### Activity 1
According to the article on MLB beat reporters, which newspaper employs Kristie Ackert as its Yankees beat writer?
### Activity 2
Copy word for word the stretch of the article on MLB beat reporters from "MLB (Major League" through "through these adjustments.".

*** Opening Quoted passage ***

MLB, in its effort to play thru a pandemic, has been forced to impose several restrictions on team beat reporters. Can they still do their job?
MLB (Major League Baseball) cannot be faulted for imposing restrictions on the behavior of all personnel connected to the production of a big-league ballgame.
Amid a pandemic still seeking its boundaries, “normal” activity is not acceptable if the 2020 MLB season can be expected to reach its customary conclusion with a World Series this fall.
While nearly all attention has been focused on the players as they seek to adjust their routines to new guidelines. In almost all cases, MLB players are trying their best as they make their way through these adjustments.
Today, team camaraderie includes the expectation that everyone in the clubhouse follows the guidelines.
Most see that behavior as a vital ingredient in the team’s success, lest non-conformance leads to multiple stints on the IL for COVID related illness or failed tests leading to quarantines that remove star players from the lineup.
MLB Beat Reporters Are Equally Challenged
While the game doesn’t happen without the players, there are other groups equally affected in their routines as they seek to perform their job(s).
One group deeply affected by the new rules governing the dos and don’ts are the reporters who are assigned to a particular team by local newspapers.
Kristie Ackert, for example, is the beat writer who covers the Yankees for the New York Daily News while Deesha Thosar is assigned exclusively to the Mets.
Separated from ESPN and FOX reporters who fly in and jet out after each game their network covers, the beat writers are with the team every day at home and on the road.
They are familiar faces who usually travel with the team they assigned to and stay in the same hotels as the players. Trusted relationships develop, and meaningful insight can be gained over breakfast with a player or coach that leads to an intriguing story.
Of necessity, the playing field is no longer accessible to these beat writers. All interviews must be conducted via video-teleconferencing in what amount to a manufactured – “Okay, I know I’m being interviewed” environment that may or may not produce an “angle” for a story yet to be written.
These reporters are pros just like the players and team personnel they interact with every day; the show must go on.

*** Closing Quoted passage ***
*** Opening Data ***

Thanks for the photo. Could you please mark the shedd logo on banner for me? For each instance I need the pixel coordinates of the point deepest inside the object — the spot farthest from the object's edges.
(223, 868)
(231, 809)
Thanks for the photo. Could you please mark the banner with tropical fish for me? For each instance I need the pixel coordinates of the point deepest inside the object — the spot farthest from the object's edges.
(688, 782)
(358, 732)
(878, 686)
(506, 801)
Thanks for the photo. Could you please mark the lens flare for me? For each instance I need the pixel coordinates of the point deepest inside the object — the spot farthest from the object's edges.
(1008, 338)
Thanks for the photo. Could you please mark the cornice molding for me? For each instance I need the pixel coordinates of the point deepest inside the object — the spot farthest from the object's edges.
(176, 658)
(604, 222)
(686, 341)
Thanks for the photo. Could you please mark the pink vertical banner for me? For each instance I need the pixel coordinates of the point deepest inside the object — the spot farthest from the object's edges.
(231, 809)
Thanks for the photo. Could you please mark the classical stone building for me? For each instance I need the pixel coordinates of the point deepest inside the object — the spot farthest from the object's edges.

*** Closing Data ***
*** Opening Data ***

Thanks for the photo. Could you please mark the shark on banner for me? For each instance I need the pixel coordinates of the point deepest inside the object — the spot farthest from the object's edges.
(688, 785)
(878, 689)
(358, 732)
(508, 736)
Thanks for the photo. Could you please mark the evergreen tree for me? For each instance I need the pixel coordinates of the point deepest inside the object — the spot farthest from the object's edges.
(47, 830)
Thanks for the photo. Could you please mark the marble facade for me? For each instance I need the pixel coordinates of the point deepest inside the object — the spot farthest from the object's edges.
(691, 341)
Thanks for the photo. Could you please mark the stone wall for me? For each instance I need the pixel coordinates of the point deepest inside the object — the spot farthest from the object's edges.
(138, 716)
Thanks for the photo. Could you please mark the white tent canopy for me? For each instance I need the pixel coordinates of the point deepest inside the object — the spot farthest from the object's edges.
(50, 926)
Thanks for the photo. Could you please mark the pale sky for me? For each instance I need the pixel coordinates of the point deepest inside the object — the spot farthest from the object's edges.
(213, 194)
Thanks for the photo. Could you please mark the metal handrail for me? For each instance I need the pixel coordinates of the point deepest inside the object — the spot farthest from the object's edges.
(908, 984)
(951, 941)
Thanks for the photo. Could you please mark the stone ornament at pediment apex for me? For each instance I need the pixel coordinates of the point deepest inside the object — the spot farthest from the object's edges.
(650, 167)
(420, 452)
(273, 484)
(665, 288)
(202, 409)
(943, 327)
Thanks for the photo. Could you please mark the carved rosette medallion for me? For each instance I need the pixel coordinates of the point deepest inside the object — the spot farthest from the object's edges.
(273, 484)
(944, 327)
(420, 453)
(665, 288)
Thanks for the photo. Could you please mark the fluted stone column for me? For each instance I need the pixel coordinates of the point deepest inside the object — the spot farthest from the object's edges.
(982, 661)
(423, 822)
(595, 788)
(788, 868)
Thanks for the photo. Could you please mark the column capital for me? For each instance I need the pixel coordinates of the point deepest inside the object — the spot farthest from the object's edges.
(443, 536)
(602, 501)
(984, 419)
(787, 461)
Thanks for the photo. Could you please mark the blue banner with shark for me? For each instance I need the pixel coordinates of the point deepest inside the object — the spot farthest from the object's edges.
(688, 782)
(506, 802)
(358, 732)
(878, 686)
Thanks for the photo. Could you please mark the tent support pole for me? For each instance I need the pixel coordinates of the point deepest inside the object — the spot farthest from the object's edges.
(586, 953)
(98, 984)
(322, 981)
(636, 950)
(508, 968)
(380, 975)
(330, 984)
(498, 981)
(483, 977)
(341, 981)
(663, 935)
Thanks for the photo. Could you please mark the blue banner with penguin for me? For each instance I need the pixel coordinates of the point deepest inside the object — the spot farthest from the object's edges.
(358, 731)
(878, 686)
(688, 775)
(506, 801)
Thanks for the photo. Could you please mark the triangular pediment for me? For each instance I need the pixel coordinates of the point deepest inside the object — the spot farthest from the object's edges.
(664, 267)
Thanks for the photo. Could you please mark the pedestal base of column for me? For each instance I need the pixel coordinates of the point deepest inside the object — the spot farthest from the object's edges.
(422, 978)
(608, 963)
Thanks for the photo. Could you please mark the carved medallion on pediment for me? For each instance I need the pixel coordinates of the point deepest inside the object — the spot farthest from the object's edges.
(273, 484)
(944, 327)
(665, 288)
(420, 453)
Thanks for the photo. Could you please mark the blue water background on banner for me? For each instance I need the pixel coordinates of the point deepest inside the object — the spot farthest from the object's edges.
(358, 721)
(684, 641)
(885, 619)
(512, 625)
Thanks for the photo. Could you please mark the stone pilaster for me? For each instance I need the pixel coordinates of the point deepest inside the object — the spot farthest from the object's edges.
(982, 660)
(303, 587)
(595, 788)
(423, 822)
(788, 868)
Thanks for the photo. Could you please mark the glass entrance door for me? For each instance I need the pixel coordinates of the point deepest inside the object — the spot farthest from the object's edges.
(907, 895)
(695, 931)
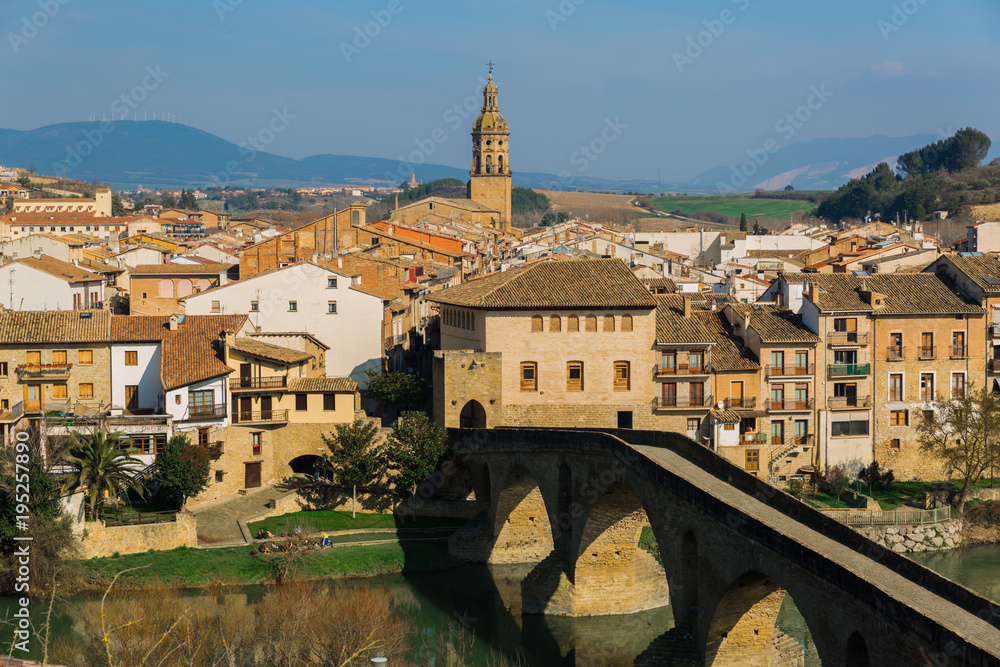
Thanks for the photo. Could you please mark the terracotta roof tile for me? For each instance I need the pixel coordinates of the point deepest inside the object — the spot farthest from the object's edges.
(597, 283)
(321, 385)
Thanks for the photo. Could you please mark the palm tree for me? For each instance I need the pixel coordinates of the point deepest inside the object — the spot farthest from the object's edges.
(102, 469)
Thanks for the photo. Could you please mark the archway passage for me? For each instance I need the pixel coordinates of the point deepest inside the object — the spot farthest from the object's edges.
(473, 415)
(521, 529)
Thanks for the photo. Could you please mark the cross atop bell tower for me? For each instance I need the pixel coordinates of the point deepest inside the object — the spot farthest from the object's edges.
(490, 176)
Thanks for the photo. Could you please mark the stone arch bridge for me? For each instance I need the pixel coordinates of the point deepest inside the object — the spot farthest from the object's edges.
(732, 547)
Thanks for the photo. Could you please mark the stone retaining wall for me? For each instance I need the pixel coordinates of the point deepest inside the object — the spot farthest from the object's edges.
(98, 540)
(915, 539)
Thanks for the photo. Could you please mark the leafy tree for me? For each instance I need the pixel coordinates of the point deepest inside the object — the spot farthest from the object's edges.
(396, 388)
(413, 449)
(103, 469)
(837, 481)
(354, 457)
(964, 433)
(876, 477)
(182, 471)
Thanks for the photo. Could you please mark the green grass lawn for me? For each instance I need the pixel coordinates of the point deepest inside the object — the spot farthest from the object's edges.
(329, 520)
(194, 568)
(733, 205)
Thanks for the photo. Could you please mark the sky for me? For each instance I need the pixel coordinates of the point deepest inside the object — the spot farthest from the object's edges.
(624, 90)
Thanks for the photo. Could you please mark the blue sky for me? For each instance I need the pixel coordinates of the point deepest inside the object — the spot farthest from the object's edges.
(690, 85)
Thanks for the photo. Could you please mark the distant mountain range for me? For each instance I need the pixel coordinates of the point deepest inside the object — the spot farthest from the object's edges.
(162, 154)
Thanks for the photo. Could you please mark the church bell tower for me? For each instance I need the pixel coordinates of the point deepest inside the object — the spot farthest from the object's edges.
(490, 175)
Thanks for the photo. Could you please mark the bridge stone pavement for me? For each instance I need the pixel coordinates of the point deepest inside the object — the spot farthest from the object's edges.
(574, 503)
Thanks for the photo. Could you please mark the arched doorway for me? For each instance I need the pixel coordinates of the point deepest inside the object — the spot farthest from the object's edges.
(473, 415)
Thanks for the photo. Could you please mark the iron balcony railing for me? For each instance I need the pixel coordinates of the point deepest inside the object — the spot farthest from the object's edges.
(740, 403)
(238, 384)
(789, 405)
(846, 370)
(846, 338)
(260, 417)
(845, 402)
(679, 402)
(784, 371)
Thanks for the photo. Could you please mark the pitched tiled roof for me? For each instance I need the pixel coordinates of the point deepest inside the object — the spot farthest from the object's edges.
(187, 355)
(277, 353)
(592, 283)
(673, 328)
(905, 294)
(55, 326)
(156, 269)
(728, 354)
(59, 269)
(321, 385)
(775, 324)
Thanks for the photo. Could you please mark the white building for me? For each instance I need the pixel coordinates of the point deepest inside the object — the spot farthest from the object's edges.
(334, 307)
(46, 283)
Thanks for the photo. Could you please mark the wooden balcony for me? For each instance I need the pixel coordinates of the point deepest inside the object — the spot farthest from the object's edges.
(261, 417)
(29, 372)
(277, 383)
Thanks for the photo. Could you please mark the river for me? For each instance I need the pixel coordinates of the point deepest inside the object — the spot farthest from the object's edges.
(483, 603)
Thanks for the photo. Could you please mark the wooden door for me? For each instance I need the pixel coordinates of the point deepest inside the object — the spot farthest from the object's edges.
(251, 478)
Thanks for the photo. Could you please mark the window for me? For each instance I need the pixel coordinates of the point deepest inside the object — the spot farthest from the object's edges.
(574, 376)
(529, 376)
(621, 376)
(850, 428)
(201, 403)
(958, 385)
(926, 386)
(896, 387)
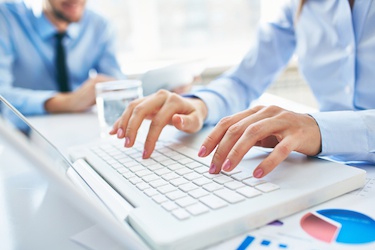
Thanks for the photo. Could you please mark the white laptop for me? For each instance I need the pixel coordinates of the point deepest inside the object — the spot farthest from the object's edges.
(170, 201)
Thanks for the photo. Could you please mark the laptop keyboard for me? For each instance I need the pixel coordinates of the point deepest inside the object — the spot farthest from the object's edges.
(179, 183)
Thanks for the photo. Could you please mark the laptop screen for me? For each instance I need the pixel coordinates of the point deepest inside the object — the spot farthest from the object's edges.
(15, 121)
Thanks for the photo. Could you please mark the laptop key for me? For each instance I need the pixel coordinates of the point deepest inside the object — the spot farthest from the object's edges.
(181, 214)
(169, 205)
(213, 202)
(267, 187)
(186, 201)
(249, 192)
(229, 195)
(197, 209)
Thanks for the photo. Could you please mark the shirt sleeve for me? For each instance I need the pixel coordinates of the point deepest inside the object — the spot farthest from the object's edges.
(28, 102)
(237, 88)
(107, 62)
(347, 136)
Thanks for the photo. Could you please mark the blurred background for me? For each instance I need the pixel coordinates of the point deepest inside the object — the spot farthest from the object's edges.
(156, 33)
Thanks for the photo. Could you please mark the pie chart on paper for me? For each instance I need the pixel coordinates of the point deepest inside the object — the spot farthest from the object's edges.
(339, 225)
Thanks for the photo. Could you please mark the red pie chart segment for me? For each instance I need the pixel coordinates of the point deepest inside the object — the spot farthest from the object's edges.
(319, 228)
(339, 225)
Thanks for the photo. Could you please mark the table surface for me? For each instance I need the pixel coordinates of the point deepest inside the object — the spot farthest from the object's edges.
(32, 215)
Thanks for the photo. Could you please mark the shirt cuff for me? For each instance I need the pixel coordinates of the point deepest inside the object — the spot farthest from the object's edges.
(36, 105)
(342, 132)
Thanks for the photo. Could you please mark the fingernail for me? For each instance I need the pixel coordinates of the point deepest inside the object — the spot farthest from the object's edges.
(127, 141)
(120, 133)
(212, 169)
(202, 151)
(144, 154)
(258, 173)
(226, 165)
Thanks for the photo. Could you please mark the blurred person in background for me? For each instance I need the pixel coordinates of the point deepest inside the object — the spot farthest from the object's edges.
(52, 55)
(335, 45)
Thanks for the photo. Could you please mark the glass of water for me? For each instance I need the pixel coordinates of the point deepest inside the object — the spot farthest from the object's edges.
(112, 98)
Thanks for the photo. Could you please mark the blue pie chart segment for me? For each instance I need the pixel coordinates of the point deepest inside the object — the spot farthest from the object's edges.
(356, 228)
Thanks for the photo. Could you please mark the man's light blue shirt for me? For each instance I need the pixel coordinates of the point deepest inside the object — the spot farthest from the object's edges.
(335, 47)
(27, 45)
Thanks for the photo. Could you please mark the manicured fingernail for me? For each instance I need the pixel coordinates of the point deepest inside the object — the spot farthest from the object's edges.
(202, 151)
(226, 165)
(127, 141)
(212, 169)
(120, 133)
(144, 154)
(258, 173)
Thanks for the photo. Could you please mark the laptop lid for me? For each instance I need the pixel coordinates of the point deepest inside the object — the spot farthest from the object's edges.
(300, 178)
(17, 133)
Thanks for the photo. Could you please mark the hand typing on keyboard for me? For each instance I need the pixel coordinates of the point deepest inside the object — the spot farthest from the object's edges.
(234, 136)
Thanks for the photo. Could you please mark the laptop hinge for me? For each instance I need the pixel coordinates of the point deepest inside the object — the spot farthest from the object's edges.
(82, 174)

*** Closing Data ***

### Final answer 1
The New York Daily News.

### Final answer 2
MLB (Major League Baseball) cannot be faulted for imposing restrictions on the behavior of all personnel connected to the production of a big-league ballgame.
Amid a pandemic still seeking its boundaries, “normal” activity is not acceptable if the 2020 MLB season can be expected to reach its customary conclusion with a World Series this fall.
While nearly all attention has been focused on the players as they seek to adjust their routines to new guidelines. In almost all cases, MLB players are trying their best as they make their way through these adjustments.